> **Task to carry out**: Please state how many lines in the records contain the string "parts", with no words besides the number.

> **Material supplied**:
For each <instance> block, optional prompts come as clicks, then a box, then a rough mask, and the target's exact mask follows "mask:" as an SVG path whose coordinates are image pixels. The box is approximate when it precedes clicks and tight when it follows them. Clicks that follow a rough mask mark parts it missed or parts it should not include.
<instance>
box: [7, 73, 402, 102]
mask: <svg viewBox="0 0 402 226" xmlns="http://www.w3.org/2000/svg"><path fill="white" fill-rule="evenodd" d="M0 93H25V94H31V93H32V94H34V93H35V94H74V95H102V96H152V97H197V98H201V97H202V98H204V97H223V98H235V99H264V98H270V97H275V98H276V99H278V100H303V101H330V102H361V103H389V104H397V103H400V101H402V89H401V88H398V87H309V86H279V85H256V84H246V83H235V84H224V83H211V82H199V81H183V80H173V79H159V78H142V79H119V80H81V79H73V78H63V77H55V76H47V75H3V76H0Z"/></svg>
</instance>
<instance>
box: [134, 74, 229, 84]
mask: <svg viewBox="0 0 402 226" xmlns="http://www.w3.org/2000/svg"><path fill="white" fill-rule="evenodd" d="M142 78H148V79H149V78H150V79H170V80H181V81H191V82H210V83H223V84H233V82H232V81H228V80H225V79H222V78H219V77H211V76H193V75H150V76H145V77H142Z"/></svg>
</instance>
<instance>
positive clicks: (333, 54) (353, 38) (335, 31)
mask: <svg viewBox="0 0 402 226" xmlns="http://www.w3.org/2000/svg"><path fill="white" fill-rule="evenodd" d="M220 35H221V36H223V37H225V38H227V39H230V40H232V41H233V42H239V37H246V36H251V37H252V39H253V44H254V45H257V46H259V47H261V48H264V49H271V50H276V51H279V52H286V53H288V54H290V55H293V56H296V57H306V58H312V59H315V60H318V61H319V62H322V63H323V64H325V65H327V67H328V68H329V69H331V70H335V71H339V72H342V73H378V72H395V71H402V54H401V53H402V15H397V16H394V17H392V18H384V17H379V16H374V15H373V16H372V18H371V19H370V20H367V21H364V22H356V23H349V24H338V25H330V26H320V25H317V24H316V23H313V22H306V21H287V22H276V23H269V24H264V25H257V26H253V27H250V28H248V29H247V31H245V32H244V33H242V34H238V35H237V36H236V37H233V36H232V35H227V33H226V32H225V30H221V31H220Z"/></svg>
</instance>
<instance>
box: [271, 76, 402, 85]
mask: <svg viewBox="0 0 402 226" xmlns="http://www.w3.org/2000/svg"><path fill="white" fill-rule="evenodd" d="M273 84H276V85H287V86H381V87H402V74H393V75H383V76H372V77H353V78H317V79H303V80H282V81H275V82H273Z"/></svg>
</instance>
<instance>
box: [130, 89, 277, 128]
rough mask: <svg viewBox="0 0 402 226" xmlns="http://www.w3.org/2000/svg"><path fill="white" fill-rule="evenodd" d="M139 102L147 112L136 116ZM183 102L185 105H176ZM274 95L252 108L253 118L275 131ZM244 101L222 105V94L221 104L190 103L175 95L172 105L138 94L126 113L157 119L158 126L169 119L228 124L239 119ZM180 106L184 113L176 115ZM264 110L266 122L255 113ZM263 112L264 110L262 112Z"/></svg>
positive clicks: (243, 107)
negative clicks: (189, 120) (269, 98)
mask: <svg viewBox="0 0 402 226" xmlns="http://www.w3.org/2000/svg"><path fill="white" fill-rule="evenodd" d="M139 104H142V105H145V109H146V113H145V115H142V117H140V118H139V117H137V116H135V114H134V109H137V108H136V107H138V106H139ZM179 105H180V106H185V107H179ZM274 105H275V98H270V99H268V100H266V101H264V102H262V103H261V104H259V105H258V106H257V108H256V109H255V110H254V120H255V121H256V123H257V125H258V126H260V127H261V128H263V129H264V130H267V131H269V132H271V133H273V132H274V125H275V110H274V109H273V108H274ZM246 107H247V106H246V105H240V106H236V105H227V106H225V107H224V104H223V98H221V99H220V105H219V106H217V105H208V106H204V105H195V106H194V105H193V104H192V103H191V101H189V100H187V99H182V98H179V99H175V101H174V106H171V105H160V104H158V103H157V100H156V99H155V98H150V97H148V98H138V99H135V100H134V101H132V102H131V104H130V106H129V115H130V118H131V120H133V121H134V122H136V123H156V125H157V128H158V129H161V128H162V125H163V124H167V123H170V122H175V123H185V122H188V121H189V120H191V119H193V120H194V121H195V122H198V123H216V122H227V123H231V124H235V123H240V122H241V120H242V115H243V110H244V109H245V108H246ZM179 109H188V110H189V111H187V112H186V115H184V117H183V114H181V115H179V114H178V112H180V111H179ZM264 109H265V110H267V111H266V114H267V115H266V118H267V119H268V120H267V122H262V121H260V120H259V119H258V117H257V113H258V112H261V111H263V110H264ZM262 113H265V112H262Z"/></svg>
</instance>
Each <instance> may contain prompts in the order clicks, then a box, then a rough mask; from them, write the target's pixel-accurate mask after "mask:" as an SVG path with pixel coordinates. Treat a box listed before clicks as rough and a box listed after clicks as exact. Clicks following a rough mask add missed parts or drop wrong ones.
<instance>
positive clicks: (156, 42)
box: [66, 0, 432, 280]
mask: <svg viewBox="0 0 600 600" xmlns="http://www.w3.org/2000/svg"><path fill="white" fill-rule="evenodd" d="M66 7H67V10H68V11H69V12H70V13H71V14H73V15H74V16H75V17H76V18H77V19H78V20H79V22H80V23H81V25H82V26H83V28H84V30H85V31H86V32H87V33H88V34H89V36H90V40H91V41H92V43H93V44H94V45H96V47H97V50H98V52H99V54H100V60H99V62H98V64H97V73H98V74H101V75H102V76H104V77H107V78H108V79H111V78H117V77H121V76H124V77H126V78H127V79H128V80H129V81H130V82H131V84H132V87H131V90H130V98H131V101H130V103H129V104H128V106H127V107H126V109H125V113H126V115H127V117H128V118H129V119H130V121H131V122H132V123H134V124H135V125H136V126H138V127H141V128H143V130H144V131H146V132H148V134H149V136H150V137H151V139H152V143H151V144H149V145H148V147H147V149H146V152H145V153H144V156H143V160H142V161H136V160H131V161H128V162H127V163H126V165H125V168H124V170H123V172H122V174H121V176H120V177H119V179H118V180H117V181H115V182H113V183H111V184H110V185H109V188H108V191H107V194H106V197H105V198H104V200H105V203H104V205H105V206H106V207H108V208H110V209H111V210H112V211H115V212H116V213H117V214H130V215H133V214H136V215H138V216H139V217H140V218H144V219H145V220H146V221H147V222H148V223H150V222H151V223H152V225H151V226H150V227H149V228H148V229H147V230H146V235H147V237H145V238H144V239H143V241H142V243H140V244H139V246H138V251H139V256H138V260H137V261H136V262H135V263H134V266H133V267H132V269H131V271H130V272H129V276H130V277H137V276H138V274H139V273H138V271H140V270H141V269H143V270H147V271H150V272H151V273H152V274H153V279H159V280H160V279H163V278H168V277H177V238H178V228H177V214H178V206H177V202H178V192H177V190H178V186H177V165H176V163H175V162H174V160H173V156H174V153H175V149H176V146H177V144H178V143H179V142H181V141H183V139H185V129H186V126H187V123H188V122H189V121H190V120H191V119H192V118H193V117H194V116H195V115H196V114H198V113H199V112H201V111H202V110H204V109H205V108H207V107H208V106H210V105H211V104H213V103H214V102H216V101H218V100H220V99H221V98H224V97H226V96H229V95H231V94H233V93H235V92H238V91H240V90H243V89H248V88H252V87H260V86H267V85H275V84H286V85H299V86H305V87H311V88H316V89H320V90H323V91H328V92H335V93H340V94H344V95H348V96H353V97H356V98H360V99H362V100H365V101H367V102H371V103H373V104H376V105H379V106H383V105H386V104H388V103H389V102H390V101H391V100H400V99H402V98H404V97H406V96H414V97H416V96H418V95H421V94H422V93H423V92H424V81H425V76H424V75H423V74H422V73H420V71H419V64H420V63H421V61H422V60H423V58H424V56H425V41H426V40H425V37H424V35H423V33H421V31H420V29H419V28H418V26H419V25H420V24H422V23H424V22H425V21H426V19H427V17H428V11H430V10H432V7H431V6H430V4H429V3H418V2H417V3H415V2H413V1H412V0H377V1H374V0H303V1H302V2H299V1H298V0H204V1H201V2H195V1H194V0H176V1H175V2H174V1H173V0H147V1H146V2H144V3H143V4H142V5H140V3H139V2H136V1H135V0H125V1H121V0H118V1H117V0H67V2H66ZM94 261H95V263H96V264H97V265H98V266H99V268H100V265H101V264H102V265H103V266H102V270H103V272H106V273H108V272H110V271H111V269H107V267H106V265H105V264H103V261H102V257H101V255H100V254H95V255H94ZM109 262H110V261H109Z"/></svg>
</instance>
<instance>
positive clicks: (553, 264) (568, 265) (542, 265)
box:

> **Solution**: 2